Anyone in the know: what would it take to implement a "container over tor"? I am not currently a tor user, but absolutely would if I could integrate it with my current workflow (using the temporary containers addon).
Be careful doing this though, there's a reason Tor Browser exists and it is because it's very hard to do anonimity over Tor right on a default browser.
Granted, Tor tries to upstream as much as it reasonably can to FF, but there's still large differences in defaults that could give away (some bits of) your identity.
"Anyone in the know: what would it take to implement a "container over tor"? I am not currently a tor user, but absolutely would if I could integrate it with my current workflow (using the temporary containers addon)."
This is my every-six-months wish/rant on this subject ...
What we need is the ability to 'jail' a GUI browser process.
It is too resource intensive to spin up an actual virtual machine to run a browser window/tab. However, a facility like 'jail' (or zones or, perhaps even Docker) that simply chroots a new process with its own network interface, etc., does not have any of that expense.
It really is just a fancy chroot and the expense is limited to the overhead of just the process you're running.
If you could 'jail' a GUI application, you could have a browser window that was not merely its own cookie domain or history domain, but that was on an entirely different network and it's own chroot.
I use the same setup (mullvad + container proxy) and can't praise it enough. I just keep a mullvad connection open on my router and only route the proxy IPs through it.
Great for all kinds of silly GeoIP restrictions, too - in my part of the world, homedepot.com just spits out "access denied", a foodnetwork.com recipe you find in search results just redirects you to the tudiscovery.com homepage, etc.
>"I just keep a mullvad connection open on my router and only route the proxy IPs through it.'
I'm interested in your setup. Do you configure your router to have a point to point tunnel with Mullvad then? I didn't know this was a thing. Do you then just have a separate container proxy for each GeoIP region you want to access?
I have a Unifi USG, which has a third party wireguard addon, though of course OpenWRT could work just fine. You setup a wireguard tunnel normally, but disable the default routing (on a Unifi, set route-allowed-ip false), and then explicitly add a route for 10.124.0.0/16 through the wireguard interface. The mullvad servers page[1] has socks 5 proxy addresses for all of their servers - assign one to a firefox container and you're all set. No reason you couldn't have a container for each geographic region you want.

= YOUR OBJECTIVE =
Pick up the forum thread about sending browser containers through Tor and Mullvad proxies, writing what comes after its last post.

= EXTRACTED INFORMATION =
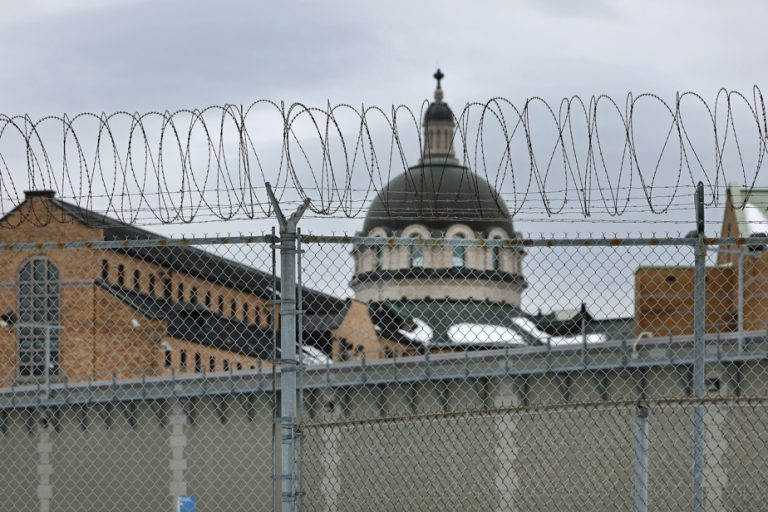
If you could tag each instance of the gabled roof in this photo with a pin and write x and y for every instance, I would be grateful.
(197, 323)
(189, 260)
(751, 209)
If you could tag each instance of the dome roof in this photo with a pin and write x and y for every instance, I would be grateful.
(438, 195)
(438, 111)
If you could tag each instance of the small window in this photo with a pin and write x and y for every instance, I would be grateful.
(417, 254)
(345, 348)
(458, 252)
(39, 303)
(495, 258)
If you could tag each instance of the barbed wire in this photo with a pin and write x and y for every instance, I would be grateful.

==

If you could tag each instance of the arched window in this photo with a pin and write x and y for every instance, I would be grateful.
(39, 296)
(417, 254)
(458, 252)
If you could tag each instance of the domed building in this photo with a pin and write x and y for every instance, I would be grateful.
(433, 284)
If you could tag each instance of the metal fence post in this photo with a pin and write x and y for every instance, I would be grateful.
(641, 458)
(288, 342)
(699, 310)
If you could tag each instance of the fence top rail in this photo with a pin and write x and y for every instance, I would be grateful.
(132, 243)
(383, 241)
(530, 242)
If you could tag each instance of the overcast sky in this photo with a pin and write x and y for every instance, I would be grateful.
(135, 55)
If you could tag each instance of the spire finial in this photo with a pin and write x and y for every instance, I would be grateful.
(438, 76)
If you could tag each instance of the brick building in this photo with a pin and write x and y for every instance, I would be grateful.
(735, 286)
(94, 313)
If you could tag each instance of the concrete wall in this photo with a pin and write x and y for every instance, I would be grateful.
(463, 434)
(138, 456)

= TASK ANSWER =
For Geo-IP, unfortunately unless you have some sort of automation to reconfigure the OpenVPN settings on your router - this will only work with 1 configuration. They may be alluding to using the VPN to connect to another country where they're not getting weird as fuck redirects and shit content.
Although just as I wrote that, I'm expecting a dd-wrt/browser addon will probably support this somewhere - or at least as a script on Linux.
Container proxy plus a putty socks tunnel over SSH through a pinhole firewall rules to my work linux system is my preferred poor man's work VPN. One main benefit being that allowing the non-VPN traffic to handle the video meeting works way better.
I just discovered Mullvad (just a VPN provider) and for some reason, they don't have "English" in the list of languages available for their site.
So they redirected me to the Dutch version because I'm in a nominally Dutch-speaking region, and I had no option to get it in English. I had to go with half-translated French until I noticed that I could replace the "fr" in the URL with "en", and actually get to an English-language website.
The region-based redirection was annoying enough, and the half-assed translation job was expected, but not even providing an easy way to get back to English is really idiotic.
I still wish I had some kind of system that would automatically use a connection in the right country for geoblocked content. For now I just use SSH proxies to (my own) strategically located servers combined with Firefox Containers and Container Proxies, but it's all manual.
Just checked it, and English is 4th option in the language switcher on the bottom of the page.
Also, it seems to be using browser's preferred locale, not the IP region. So, it looks like that changed, too.
Google, on the other hand, is just as bad as you described. Geo-based localisation, lots of clicks to change the language (or ?hl=en, once you learn about it).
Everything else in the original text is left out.